Identify every line of the records below that contains the word "train", and copy each such line in full. Treat the match as case-sensitive.

#### RECORDS SHOWN

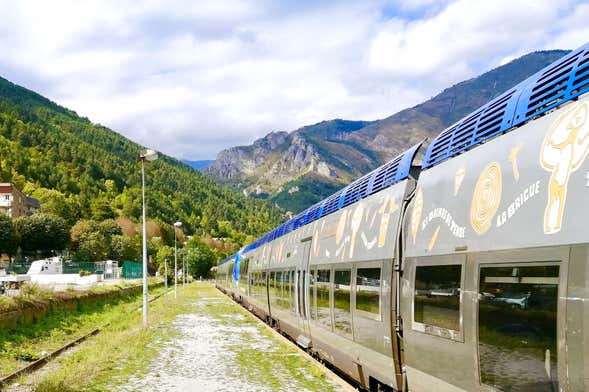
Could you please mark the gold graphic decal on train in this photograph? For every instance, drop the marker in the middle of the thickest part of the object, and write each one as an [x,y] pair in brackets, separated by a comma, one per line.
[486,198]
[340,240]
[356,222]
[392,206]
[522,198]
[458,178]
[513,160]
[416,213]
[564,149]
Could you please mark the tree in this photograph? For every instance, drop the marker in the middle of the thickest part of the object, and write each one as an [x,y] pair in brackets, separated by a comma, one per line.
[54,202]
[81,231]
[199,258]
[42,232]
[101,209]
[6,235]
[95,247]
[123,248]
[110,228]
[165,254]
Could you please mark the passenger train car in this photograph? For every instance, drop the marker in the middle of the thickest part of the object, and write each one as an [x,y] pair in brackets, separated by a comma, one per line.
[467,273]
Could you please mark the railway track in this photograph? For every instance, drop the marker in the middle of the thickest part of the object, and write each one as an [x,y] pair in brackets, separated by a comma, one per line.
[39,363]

########
#### RECORDS SHOWN

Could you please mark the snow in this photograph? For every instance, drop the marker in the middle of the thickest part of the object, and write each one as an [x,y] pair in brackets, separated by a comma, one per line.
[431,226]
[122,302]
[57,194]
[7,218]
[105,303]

########

RESPONSE FOR THIS EXERCISE:
Could you please mark the gold graphic decal on train in this photograph? For every instance, drop the marker in the middle of the thickest part of the object, and write each one as an [x,y] pair in brackets, separated by a comma, one per line.
Could you please mark the passenger train car in this photograph? For every instance, drop the marker in the middle of the thickest part of the object, and write each one as an [x,y] pair in brackets, separated by a comma, one per line.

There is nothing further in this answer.